#### [Article]
* * *
Re: [Pig Wiki] Update of "ProposedProjects" by AlanGates

nitesh bhatia Thu, 16 Apr 2009 00:55:27 -0700

Hi
Can you briefly explain what is required in the first project? After reading
the description my impression is, currently when we are executing commands
on Pig Shell, Pig is first converting to map-reduce jobs and then feeding it
to hadoop. In this project are we proposing that, the execution plan made by
Pig will be first converted to a java file for map-reduce procedure and then
feed onto hadoop network ?


If this is the case then I am sure it will be great help to users as this
functionality can be used to write complicated map-reduce jobs very easily.
Initially user can write the Pig scripts / commands required for his job and
get the map-reduce java files. Then he can edit map-reduce files to extend
the functionality  and add extra procedures that are not provided by Pig but
can be executed over hadoop.

--nitesh

On Wed, Apr 15, 2009 at 9:57 PM, Apache Wiki <wikidi...@apache.org> wrote:

> Dear Wiki user,
>
> You have subscribed to a wiki page or wiki category on "Pig Wiki" for
> change notification.
>
> The following page has been changed by AlanGates:
> http://wiki.apache.org/pig/ProposedProjects
>
> New page:
> = Proposed Pig Projects =
> This page describes projects what we (the committers) would like to see
> added
> to Pig.  The scale of these projects vary, but they are larger projects,
> usually on the weeks or months scale.  We have not yet filed
> [https://issues.apache.org/jira/browse/PIG JIRAs] for some of these
> because they are still in the vague idea stage.  As they become more
> concrete,
> [https://issues.apache.org/jira/browse/PIG JIRAs] will be filed for them.
>
> We welcome contributers to take on one of these projects.  If you would
> like
> to do so, please file a JIRA (if one does not already exist for the
> project)
> with a proposed solution.  Pig's committers will work with you from there
> to
> help refine your solution.  Once a solution is agreed upon, you can begin
> implementation.
>
> If you see a project here that you would like to see Pig implement but you
> are
> not in a position to implement the solution right now, feel free to vote
> for
> the project.  Add your name to the list of supporters.  This will help
> contributers looking for a project to select one that will benefit many
> users.
>
> If you would like to propose a project for Pig, feel free to add to this
> list.
> If it is a smaller project, or something you plan to begin work on
> immediately, filing a [https://issues.apache.org/jira/browse/PIG JIRA] is
> a better route.
* * *
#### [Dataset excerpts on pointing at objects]

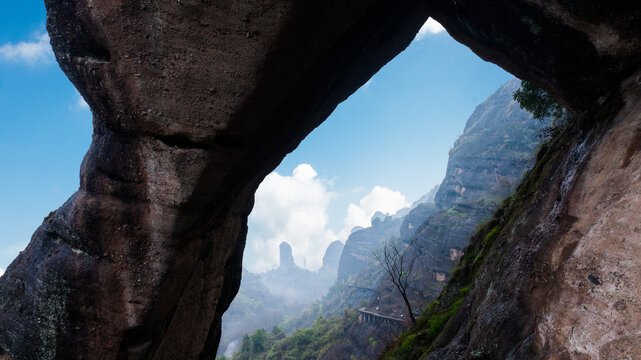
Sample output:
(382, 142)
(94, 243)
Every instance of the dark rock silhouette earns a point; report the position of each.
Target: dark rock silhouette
(195, 103)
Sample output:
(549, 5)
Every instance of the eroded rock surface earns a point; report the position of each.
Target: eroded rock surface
(194, 102)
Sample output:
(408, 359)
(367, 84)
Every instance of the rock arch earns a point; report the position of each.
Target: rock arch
(194, 102)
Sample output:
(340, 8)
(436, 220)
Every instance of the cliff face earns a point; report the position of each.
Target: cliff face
(485, 164)
(361, 244)
(195, 102)
(497, 145)
(551, 275)
(265, 300)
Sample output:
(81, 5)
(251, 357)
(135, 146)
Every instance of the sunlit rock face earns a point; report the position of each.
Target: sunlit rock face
(497, 145)
(194, 103)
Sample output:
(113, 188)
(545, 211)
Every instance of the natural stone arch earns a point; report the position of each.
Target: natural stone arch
(194, 102)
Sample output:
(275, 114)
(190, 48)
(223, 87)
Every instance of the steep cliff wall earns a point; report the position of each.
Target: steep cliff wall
(550, 275)
(195, 102)
(485, 164)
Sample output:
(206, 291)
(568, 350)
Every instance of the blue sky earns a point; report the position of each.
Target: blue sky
(388, 141)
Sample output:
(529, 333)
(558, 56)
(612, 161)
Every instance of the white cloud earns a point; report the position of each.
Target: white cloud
(292, 209)
(295, 209)
(379, 199)
(431, 26)
(29, 52)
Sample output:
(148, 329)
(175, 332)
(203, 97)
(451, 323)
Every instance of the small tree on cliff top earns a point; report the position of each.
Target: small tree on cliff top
(399, 265)
(537, 101)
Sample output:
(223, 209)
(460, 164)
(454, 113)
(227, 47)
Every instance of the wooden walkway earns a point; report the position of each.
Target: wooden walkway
(368, 316)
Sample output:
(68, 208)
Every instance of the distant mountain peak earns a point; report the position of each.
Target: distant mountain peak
(286, 257)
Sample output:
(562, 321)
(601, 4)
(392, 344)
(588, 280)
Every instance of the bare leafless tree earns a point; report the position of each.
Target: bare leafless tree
(398, 264)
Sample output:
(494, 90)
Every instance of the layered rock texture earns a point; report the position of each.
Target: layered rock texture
(195, 102)
(485, 165)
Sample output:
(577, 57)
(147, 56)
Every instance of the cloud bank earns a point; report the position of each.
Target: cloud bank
(295, 209)
(33, 52)
(430, 27)
(379, 199)
(292, 209)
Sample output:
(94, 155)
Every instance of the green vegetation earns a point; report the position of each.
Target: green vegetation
(537, 101)
(438, 323)
(303, 344)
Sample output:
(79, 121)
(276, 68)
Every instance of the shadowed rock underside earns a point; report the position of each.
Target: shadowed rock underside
(194, 102)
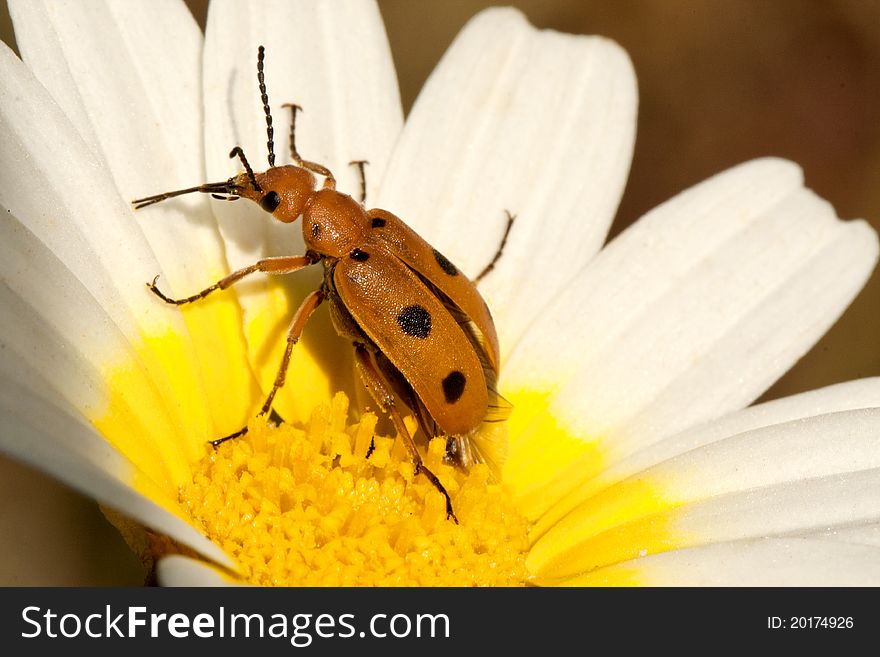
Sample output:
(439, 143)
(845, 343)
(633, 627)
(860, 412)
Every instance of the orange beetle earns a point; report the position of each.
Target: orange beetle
(419, 327)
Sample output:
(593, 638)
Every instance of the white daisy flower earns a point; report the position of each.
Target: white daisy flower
(633, 455)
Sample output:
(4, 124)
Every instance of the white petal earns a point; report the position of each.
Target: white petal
(536, 122)
(131, 80)
(42, 435)
(798, 477)
(52, 329)
(862, 534)
(333, 59)
(176, 570)
(760, 562)
(841, 397)
(60, 193)
(694, 311)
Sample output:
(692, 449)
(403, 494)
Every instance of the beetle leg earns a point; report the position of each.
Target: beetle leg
(275, 265)
(305, 310)
(314, 167)
(379, 388)
(361, 164)
(491, 265)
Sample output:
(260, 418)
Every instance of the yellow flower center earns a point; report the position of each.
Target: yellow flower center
(337, 505)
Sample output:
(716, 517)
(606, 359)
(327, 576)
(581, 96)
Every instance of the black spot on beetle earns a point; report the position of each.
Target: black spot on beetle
(444, 263)
(270, 201)
(453, 386)
(415, 321)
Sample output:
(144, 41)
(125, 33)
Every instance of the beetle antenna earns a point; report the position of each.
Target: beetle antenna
* * *
#### [Set task]
For each statement about the Pig Wiki thread, say yes or no for whether the thread agrees, and quote the words that decide it: (a) JIRAs have already been filed for every proposed project; (b) people who cannot implement a project now can add their name to a list of supporters; (c) the proposed projects usually take a few days.

#### [Problem solution]
(a) No: "We have not yet filed"
(b) Yes: "Add your name to the list of supporters."
(c) No: "usually on the weeks or months scale"